* START Exercise materials *

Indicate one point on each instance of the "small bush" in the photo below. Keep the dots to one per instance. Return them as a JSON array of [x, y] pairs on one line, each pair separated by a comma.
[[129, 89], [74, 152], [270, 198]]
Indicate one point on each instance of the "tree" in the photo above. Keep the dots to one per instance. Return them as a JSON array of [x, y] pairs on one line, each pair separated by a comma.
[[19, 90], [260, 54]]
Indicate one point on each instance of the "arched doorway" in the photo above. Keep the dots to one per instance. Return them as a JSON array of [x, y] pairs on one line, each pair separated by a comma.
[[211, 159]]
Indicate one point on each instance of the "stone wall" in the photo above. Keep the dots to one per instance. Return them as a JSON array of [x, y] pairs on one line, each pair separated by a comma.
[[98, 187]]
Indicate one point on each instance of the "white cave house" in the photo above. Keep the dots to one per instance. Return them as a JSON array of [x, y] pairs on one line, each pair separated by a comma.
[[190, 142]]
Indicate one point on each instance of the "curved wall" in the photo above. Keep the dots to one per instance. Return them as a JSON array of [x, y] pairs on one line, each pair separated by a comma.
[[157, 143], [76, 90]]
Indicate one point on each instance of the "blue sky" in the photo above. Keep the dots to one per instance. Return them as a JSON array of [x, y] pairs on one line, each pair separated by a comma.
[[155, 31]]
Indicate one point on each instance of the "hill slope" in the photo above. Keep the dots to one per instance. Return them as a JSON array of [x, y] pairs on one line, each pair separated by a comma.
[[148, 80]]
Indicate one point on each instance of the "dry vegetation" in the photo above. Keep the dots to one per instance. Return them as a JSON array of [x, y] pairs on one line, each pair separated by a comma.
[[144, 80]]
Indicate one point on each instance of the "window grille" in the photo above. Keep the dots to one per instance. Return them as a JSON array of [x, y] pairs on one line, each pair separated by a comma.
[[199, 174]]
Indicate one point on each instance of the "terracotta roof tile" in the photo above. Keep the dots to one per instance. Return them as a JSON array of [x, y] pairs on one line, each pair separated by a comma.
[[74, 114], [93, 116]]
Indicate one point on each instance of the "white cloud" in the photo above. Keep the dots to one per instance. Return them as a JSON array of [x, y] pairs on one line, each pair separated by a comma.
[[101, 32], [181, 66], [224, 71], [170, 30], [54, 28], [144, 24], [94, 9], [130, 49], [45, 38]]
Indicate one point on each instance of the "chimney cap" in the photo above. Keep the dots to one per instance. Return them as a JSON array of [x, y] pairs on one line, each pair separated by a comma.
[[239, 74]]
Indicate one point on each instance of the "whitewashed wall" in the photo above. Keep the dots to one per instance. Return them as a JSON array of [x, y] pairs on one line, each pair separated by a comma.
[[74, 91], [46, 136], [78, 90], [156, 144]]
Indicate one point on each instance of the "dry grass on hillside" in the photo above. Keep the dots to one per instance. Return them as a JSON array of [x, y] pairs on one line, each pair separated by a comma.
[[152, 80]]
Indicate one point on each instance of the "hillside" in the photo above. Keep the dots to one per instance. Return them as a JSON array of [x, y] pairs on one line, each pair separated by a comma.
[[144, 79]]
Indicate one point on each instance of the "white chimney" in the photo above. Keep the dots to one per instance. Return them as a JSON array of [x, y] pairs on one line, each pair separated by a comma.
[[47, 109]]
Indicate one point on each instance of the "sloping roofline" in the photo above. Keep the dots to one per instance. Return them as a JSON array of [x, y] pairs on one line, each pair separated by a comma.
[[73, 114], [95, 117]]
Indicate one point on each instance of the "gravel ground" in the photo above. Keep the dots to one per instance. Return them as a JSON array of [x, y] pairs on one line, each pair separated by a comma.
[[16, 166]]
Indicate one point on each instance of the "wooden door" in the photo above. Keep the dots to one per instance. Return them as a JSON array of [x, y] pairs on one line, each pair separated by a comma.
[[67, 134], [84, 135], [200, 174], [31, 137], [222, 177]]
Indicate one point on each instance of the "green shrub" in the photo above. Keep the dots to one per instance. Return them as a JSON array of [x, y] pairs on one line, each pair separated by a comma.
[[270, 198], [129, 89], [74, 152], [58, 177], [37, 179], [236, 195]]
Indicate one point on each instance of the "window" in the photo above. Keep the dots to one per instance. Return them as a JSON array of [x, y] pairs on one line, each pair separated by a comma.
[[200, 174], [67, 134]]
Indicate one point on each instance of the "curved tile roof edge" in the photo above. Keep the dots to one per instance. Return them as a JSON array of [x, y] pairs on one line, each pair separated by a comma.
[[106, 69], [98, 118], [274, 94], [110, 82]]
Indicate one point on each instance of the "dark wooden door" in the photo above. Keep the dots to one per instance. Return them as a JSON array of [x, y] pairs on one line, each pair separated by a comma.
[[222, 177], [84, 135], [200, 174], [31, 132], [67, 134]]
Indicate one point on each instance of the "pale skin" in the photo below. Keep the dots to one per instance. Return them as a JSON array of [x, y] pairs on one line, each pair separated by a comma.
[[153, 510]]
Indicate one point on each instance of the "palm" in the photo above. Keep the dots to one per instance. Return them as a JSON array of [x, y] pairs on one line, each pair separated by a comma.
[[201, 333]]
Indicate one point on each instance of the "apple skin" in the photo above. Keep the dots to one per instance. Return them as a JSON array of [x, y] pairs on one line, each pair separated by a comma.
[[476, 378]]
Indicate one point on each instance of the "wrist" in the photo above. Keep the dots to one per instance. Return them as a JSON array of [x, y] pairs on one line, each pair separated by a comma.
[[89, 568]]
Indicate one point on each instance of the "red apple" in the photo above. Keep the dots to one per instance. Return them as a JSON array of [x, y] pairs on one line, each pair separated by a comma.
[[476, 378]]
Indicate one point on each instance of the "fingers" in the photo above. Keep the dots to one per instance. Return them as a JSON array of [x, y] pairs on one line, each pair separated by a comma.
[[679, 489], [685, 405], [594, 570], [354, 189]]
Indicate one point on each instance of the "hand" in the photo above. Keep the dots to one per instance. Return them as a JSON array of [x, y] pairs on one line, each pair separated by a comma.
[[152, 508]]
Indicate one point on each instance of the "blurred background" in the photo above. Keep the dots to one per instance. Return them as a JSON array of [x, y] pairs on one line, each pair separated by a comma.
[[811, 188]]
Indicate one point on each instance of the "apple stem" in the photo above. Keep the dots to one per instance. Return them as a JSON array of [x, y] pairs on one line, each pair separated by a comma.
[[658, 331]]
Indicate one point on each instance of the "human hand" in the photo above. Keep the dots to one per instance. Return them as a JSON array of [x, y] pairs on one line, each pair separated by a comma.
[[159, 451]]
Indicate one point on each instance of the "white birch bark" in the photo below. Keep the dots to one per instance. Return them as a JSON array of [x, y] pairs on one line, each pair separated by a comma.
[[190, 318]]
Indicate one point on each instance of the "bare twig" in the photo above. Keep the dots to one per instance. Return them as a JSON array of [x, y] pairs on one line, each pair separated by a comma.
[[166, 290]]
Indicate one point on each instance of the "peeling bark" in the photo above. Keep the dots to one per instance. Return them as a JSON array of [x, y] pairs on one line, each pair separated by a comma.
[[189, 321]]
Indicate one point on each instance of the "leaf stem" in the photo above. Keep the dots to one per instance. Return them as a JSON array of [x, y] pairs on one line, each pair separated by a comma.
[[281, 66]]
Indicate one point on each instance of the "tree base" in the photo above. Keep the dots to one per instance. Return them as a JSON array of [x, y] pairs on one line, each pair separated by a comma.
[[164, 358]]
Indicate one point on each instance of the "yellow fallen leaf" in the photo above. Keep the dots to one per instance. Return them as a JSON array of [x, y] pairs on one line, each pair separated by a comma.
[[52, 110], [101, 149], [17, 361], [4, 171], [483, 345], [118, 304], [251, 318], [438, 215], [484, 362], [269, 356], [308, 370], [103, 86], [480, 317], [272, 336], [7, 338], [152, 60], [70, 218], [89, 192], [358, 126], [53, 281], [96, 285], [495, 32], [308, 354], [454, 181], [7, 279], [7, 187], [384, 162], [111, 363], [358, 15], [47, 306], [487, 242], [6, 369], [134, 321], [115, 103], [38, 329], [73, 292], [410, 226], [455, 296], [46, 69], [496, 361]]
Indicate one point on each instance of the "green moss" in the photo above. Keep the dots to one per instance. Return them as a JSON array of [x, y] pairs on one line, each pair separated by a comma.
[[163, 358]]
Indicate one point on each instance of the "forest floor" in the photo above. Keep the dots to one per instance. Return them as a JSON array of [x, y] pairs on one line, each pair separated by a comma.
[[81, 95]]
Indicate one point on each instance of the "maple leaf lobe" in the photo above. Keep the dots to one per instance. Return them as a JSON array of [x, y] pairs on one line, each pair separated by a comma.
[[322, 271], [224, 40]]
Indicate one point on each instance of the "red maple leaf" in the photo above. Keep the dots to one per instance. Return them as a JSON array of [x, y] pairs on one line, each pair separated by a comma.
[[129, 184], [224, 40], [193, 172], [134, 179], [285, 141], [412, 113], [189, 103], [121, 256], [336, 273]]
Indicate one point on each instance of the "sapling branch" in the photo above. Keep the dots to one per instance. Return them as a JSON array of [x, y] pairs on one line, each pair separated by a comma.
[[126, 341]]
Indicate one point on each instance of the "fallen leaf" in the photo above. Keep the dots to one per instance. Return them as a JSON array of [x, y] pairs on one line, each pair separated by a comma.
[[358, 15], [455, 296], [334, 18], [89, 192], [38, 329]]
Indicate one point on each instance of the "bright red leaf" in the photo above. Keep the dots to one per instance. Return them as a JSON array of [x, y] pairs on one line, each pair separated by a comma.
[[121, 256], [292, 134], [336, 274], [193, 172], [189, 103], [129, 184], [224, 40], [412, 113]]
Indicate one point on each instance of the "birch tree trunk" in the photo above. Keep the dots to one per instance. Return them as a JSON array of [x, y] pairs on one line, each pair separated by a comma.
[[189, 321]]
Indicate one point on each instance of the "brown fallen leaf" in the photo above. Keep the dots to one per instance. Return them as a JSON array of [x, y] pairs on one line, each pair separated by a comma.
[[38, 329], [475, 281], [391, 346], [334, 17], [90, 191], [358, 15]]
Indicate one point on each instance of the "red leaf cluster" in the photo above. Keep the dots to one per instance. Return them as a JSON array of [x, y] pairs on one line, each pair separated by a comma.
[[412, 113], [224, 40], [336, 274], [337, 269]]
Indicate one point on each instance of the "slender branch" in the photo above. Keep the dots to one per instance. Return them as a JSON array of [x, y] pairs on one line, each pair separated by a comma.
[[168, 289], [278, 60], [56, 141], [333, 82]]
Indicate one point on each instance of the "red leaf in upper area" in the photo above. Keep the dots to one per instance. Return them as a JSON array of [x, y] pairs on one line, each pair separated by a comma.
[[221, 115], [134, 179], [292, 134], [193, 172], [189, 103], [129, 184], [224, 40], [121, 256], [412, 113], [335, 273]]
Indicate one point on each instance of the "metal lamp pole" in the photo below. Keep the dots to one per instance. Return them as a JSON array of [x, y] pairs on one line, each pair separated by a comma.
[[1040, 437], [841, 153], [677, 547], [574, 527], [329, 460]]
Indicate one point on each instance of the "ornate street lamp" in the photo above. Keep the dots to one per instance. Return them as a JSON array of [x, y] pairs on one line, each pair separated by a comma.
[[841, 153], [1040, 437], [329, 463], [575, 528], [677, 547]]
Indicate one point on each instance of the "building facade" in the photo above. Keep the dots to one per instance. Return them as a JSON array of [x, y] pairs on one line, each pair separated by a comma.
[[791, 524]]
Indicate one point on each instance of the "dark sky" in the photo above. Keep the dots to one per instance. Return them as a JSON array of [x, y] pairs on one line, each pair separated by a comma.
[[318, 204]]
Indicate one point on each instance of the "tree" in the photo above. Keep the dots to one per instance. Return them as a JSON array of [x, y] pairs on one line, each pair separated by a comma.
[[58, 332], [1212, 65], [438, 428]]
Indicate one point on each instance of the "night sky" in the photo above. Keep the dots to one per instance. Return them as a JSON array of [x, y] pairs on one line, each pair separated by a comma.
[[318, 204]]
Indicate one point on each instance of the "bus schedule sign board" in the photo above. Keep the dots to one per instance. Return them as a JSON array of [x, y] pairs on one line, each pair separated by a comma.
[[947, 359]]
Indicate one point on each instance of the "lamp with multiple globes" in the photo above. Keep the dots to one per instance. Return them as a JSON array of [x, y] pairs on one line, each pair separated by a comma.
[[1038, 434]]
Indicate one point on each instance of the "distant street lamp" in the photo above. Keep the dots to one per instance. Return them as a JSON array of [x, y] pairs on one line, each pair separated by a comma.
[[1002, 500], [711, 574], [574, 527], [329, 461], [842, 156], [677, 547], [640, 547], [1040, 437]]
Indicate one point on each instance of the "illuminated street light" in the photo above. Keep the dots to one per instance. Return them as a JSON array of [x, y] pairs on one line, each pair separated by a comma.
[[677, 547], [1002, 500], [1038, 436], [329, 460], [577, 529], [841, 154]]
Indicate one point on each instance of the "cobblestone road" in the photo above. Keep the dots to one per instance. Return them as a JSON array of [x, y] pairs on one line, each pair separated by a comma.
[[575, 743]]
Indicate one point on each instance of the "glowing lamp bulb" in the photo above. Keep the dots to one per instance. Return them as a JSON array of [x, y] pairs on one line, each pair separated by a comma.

* END Exercise materials *

Gather every line of the entries above that contains the string "stem", and copy each such line in full.

The reply
Indicate one point on each instance of the "apple stem" in the photo above. Keep the dots to one per instance. Return them as a JSON array of [x, y] pairs on one line, each pair separated by a comma.
Indicate one point on each instance of the "leaf stem" in the photo above. Keep the dots to one per instance. Return them as a JSON array of [x, y] pairs on one line, each pair separated by a comma.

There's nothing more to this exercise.